> INSTRUCTIONS FOR THE TASK: Write out every line of the material below as a numbered list, and leave out any blank lines.

> DATA RECORDS:
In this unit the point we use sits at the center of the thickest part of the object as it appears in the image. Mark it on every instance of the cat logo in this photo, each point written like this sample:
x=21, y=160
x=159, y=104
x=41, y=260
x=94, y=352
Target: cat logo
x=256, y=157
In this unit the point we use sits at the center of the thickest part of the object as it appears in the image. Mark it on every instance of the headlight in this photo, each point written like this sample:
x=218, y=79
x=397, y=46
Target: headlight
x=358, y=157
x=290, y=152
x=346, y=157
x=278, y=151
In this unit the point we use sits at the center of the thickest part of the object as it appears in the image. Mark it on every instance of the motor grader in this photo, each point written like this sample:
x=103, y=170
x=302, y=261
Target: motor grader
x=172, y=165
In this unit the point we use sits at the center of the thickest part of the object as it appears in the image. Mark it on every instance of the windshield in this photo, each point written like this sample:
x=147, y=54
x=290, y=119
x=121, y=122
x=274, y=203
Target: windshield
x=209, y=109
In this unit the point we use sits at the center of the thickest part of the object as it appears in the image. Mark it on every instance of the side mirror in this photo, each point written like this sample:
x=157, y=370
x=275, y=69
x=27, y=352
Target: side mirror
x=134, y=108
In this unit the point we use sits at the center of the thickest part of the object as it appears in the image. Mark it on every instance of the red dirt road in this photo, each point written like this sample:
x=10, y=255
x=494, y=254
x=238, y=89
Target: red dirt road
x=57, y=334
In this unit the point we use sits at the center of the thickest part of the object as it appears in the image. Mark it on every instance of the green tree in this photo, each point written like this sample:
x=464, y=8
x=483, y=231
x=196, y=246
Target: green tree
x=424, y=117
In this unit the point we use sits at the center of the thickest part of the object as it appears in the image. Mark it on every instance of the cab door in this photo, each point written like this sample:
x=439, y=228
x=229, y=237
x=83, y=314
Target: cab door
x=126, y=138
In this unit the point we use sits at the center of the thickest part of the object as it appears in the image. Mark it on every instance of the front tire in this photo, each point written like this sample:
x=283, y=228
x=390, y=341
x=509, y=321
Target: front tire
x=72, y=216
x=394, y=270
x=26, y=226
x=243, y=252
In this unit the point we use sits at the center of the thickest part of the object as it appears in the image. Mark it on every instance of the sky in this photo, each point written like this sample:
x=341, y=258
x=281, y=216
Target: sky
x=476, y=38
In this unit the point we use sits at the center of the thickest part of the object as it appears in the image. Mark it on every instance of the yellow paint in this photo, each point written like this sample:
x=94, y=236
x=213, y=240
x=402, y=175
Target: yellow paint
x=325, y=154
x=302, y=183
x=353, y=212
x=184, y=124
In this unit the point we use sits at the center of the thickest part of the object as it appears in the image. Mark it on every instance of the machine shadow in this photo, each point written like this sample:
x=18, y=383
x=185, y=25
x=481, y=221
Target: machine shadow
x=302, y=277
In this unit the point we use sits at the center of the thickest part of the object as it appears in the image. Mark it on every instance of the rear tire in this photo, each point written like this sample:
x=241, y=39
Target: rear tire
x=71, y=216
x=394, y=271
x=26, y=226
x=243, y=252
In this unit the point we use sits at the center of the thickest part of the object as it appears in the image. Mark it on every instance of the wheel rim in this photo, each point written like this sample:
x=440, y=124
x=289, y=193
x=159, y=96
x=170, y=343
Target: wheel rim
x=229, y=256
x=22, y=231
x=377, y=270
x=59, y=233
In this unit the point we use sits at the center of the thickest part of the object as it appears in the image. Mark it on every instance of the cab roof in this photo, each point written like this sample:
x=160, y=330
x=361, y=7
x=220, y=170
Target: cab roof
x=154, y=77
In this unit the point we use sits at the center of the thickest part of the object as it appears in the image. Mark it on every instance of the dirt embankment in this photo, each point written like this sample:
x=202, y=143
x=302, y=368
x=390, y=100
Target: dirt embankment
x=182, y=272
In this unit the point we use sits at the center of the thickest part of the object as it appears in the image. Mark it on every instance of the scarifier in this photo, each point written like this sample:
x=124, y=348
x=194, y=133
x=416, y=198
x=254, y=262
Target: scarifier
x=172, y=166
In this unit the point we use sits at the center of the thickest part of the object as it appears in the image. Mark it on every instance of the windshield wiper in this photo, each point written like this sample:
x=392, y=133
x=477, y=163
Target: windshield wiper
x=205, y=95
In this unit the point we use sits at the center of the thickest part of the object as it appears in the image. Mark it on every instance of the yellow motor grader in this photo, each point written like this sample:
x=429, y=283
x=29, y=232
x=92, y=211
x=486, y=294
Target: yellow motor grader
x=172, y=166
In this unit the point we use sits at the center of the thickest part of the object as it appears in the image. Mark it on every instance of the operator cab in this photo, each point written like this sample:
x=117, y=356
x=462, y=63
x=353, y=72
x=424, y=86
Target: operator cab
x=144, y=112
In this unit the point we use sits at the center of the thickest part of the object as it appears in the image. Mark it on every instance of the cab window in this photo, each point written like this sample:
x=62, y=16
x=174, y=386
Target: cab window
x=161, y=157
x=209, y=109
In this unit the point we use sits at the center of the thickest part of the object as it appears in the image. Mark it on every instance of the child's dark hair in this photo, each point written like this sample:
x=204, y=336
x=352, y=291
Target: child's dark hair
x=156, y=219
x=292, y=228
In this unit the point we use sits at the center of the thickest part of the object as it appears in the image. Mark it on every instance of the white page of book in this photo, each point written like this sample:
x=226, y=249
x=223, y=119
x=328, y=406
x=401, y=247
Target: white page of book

> RESPONSE:
1. In this unit the point we use sits at the center of the thickest part of the object as it appears in the image. Mark it on every instance of the cat logo in this photo, each point written like this sample:
2. x=21, y=160
3. x=159, y=104
4. x=41, y=260
5. x=94, y=352
6. Target: cat logo
7. x=256, y=157
8. In this unit the point we use sits at the center of the thickest part of the object as it appears in the image. Mark it on every instance of the headlight in this photo, each point written like this sample:
9. x=218, y=79
10. x=397, y=46
11. Target: headlight
12. x=358, y=157
13. x=290, y=152
14. x=346, y=157
15. x=278, y=151
16. In this unit the point we use sits at the center of the thickest part of the object as it appears in the image. Mark it on every instance of the motor grader in this photo, each point written like this sample:
17. x=103, y=170
18. x=302, y=261
19. Target: motor grader
20. x=172, y=165
21. In this unit the point we use sits at the center of the thickest part of the object as it appears in the image. Mark it on every instance of the windshield in this photo, each point written like this sample:
22. x=147, y=54
23. x=290, y=119
24. x=121, y=122
25. x=274, y=203
26. Target: windshield
27. x=209, y=109
28. In this unit the point we use sits at the center of the thickest part of the object as it appears in the image. Mark it on every instance of the side mirror in this photo, each point written like this sample:
29. x=157, y=370
30. x=275, y=69
31. x=27, y=352
32. Target: side mirror
33. x=134, y=108
34. In this unit the point we use sits at the center of the thickest part of the object as it appears in the image. Mark it on every instance of the red dirt road in this photo, each point written like this sample:
35. x=10, y=255
36. x=494, y=254
37. x=238, y=89
38. Target: red dirt road
39. x=57, y=334
40. In this unit the point we use sits at the center of the thickest part of the object as it appears in the image. Mark it on every instance of the green tree in this photo, each point written like this sample:
41. x=464, y=8
42. x=483, y=231
43. x=196, y=246
44. Target: green tree
45. x=424, y=117
46. In this unit the point we use sits at the center of the thickest part of the object as it appears in the image. Mark it on every instance of the cab door in this photo, each point written like this sample:
47. x=439, y=228
48. x=229, y=237
49. x=83, y=314
50. Target: cab door
51. x=126, y=138
52. In this unit the point we use sits at the center of the thickest part of the object as it appears in the image. Mark it on every instance of the front tire in this photo, each point written like this sample:
53. x=283, y=228
54. x=390, y=341
55. x=509, y=321
56. Target: front tire
57. x=72, y=216
58. x=394, y=270
59. x=26, y=226
60. x=243, y=252
61. In this unit the point we use sits at the center of the thickest part of the object as it appears in the image. Mark it on every instance of the sky in this photo, each point written like this sample:
62. x=341, y=258
63. x=281, y=216
64. Target: sky
65. x=476, y=38
66. In this unit the point we use sits at the center of the thickest part of the object as it appears in the image. Mark it on every instance of the yellow paint in this photo, each point written like this sample:
67. x=94, y=236
68. x=213, y=240
69. x=402, y=175
70. Target: yellow paint
71. x=325, y=154
72. x=302, y=183
73. x=353, y=212
74. x=184, y=124
75. In this unit the point we use sits at the center of the thickest part of the object as it appears in the image. Mark it on every instance of the machine shadow in this photo, each point written like this sample:
76. x=18, y=383
77. x=185, y=25
78. x=481, y=221
79. Target: machine shadow
80. x=302, y=277
81. In this unit the point we use sits at the center of the thickest part of the object as it appears in the image. Mark it on every instance of the rear tire in this photo, each point written like this sample:
82. x=241, y=39
83. Target: rear tire
84. x=71, y=216
85. x=394, y=271
86. x=26, y=226
87. x=243, y=252
88. In this unit the point we use sits at the center of the thickest part of the object as it appears in the image. Mark it on every instance of the wheel rim in this photo, each point written like this sample:
89. x=440, y=124
90. x=289, y=193
91. x=159, y=96
92. x=170, y=343
93. Target: wheel rim
94. x=229, y=256
95. x=22, y=231
96. x=377, y=270
97. x=59, y=233
98. In this unit the point we use sits at the center of the thickest part of the object as it appears in the image. Mark it on every instance of the cab roof in this photo, each point written like this sample:
99. x=160, y=330
100. x=361, y=7
101. x=220, y=170
102. Target: cab roof
103. x=154, y=77
104. In this unit the point we use sits at the center of the thickest part of the object as it appears in the image. Mark it on every instance of the dirt embankment in this photo, each point written like this sample:
105. x=202, y=143
106. x=302, y=368
107. x=390, y=100
108. Target: dirt embankment
109. x=182, y=272
110. In this unit the point we use sits at the center of the thickest part of the object as it appears in the image. Mark it on every instance of the scarifier in this photo, each point written like this sample:
111. x=124, y=348
112. x=194, y=133
113. x=416, y=198
114. x=254, y=262
115. Target: scarifier
116. x=172, y=166
117. In this unit the point we use sits at the center of the thickest part of the object as it appears in the image. Mark it on every instance of the windshield wiper in this photo, each point written like this sample:
118. x=392, y=133
119. x=477, y=163
120. Target: windshield wiper
121. x=205, y=95
122. In this unit the point we use sits at the center of the thickest part of the object as it appears in the image. Mark it on every instance of the yellow motor grader in this photo, each point written like this sample:
123. x=429, y=283
124. x=29, y=232
125. x=92, y=211
126. x=486, y=294
127. Target: yellow motor grader
128. x=172, y=166
129. In this unit the point we use sits at the center of the thickest part of the object as it appears in the image. Mark it on every instance of the operator cab in this photo, each point written like this sample:
130. x=117, y=356
131. x=462, y=63
132. x=353, y=72
133. x=424, y=86
134. Target: operator cab
135. x=144, y=112
136. In this unit the point we use sits at the center of the thickest part of the object as it appears in the image. Mark it on every instance of the cab window in this photo, each point written like this sample:
137. x=62, y=16
138. x=174, y=386
139. Target: cab window
140. x=161, y=157
141. x=209, y=109
142. In this unit the point we use sits at the center of the thickest part of the object as it appears in the image. Mark it on every instance of the child's dark hair in this photo, each point written like this sample:
143. x=204, y=336
144. x=352, y=291
145. Target: child's dark hair
146. x=156, y=219
147. x=292, y=228
148. In this unit the point we use sits at the center of the thickest part of the object as it appears in the image. Mark it on every instance of the white page of book in this photo, each point written like this sample:
149. x=226, y=249
150. x=223, y=119
151. x=328, y=406
152. x=401, y=247
153. Target: white page of book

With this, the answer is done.